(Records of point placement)
◇ ◇ ◇ ◇

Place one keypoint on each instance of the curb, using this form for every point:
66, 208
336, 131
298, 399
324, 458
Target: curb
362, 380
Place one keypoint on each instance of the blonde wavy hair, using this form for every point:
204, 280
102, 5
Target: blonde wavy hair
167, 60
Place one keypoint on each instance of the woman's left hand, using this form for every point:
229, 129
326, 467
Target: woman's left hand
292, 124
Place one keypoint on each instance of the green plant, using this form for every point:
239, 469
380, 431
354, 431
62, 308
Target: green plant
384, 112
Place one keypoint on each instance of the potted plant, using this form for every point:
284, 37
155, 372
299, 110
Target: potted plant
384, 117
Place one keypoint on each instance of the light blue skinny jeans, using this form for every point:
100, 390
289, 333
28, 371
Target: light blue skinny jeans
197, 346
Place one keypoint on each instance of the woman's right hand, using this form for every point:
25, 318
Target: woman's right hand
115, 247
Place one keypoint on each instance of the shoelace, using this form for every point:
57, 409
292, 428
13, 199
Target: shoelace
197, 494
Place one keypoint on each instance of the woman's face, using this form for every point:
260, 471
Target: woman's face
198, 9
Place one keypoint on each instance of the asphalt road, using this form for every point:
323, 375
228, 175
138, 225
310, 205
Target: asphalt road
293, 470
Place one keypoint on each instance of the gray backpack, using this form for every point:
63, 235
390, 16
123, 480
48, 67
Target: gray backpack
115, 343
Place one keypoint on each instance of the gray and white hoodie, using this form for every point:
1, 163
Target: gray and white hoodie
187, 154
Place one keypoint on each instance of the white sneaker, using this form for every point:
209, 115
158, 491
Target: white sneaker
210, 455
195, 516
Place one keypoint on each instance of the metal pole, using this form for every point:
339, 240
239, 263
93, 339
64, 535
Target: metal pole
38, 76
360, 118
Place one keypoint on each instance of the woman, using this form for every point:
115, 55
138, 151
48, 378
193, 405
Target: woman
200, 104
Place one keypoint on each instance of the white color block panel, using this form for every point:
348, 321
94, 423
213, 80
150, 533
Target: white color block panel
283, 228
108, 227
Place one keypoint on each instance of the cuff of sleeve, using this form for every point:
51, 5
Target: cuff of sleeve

◇ ◇ ◇ ◇

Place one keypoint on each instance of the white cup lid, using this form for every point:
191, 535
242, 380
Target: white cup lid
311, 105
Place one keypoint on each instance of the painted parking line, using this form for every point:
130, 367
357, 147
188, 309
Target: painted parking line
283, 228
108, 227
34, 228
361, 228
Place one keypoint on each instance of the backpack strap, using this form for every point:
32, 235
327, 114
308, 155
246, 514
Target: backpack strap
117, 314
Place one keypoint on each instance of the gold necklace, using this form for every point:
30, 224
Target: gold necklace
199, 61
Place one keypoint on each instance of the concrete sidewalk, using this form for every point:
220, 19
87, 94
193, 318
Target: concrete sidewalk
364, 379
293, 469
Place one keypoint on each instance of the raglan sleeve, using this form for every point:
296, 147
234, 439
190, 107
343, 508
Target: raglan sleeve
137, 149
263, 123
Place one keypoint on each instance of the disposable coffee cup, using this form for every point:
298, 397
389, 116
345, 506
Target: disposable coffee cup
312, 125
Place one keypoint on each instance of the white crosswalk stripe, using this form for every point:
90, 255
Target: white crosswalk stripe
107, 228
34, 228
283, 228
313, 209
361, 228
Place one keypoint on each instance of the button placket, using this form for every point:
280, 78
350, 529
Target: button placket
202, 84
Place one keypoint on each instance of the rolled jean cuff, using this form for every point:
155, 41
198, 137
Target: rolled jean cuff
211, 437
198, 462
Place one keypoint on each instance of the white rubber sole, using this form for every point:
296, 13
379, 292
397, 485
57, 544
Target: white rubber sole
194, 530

◇ ◇ ◇ ◇

= Given request =
Convert the data from the line with "Place one keypoint on each instance of the white color" to the line with "Target: cuff of sleeve" into a Markdown table with the columns Row and Line, numbering each line and omitting blank lines.

= Output =
| Row | Line |
|---|---|
| 1 | Place one keypoint on each instance of the white color block panel, using this form for every point: |
| 2 | 348, 321 |
| 3 | 94, 423 |
| 4 | 213, 80 |
| 5 | 150, 533 |
| 6 | Target: white color block panel |
| 7 | 283, 228 |
| 8 | 108, 227 |
| 9 | Place one keypoint on each instance of the cuff of sleeve, using this form for every point: |
| 10 | 51, 5 |
| 11 | Target: cuff of sleeve |